● WRITTEN REQUEST: Write out every line of the point placement records below as a JSON list of strings. Each line becomes one string, and blank lines are dropped.

Point placement records:
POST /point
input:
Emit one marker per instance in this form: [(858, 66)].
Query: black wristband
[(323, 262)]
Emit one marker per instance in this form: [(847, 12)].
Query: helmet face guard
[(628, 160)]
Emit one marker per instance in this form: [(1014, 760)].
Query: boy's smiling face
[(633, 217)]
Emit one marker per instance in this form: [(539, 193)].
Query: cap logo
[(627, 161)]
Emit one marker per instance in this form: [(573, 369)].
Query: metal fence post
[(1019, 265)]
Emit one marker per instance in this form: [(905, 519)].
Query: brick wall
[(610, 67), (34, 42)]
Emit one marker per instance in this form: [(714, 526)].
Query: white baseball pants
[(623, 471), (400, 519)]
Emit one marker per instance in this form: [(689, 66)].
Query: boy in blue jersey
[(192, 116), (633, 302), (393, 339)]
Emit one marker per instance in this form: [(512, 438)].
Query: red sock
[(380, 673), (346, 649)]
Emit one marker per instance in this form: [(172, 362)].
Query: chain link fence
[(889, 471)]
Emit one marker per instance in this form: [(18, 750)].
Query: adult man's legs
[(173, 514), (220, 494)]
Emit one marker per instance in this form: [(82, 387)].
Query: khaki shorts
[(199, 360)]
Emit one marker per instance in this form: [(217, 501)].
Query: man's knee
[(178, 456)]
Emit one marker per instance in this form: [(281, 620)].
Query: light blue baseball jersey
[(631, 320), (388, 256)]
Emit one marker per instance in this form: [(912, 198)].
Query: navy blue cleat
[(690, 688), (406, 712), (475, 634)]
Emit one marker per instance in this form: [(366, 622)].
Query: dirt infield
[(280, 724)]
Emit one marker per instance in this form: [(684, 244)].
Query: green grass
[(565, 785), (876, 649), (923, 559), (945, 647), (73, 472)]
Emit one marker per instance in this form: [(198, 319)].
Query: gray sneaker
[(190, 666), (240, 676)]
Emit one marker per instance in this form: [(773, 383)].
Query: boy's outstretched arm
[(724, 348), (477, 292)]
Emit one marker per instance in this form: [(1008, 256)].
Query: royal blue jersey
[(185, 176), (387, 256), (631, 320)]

● ANSWER IN FULL:
[
  "POST /point",
  "input:",
  "Emit one marker per instance in this form: [(858, 66)].",
  "Query: black wristband",
  "[(323, 262)]",
  "Emit one marker per instance in this form: [(847, 12)].",
  "Query: helmet face guard",
  "[(628, 160)]",
  "Emit one marker per instance in this form: [(1014, 760)].",
  "Query: boy's smiling face",
  "[(633, 217)]",
  "Emit one marker per instance in this form: [(539, 193)].",
  "Query: cap logo",
  "[(627, 161)]",
  "Emit one marker per instance in this form: [(573, 369)].",
  "Query: metal fence post",
  "[(1019, 265)]",
  "Emit one marker per instance in this form: [(905, 519)].",
  "Query: brick wall",
  "[(610, 67), (34, 42)]",
  "Emit one marker per instance in this form: [(714, 526)].",
  "Query: white baseball pants",
  "[(623, 471), (400, 519)]",
  "Emit one marker per instance in this form: [(689, 66)].",
  "Query: boy in blue jersey",
  "[(192, 116), (633, 302), (393, 339)]",
  "Emit one marker per instance in this form: [(512, 438)].",
  "Query: red sock",
  "[(380, 673), (346, 649)]",
  "Emit one marker per instance in this form: [(172, 362)].",
  "Query: chain link fence",
  "[(889, 471)]",
  "Emit one marker per instance in this form: [(18, 750)].",
  "Query: adult man's legs",
  "[(173, 514), (220, 494)]",
  "Emit one marker per instance in this form: [(82, 387)].",
  "Query: khaki shorts",
  "[(199, 360)]",
  "Emit one marker per instance in this form: [(217, 501)].",
  "Query: man's knee",
  "[(178, 456)]",
  "Emit one marker per instance in this form: [(281, 620)].",
  "Query: light blue baseball jersey",
  "[(631, 320), (388, 256)]",
  "Emit one marker per instance in this form: [(912, 198)].",
  "Query: navy blue cleat",
  "[(690, 688), (406, 712), (475, 634)]",
  "Emit one marker per instance in this form: [(366, 622)].",
  "Query: dirt infield",
  "[(280, 724)]",
  "Emit one marker per instance in this form: [(684, 244)].",
  "Query: green grass",
  "[(565, 785), (876, 649), (923, 559), (945, 647), (73, 472)]",
  "Emit one marker per instance in this form: [(198, 319)].",
  "Query: gray sneaker",
  "[(190, 666), (240, 676)]",
  "Emit one marker per instance in this form: [(773, 383)].",
  "Query: boy's outstretched arm",
  "[(724, 348), (477, 292)]",
  "Emit one marker per instance in this form: [(1008, 256)].",
  "Query: royal blue jersey",
  "[(185, 176), (387, 256), (631, 320)]"
]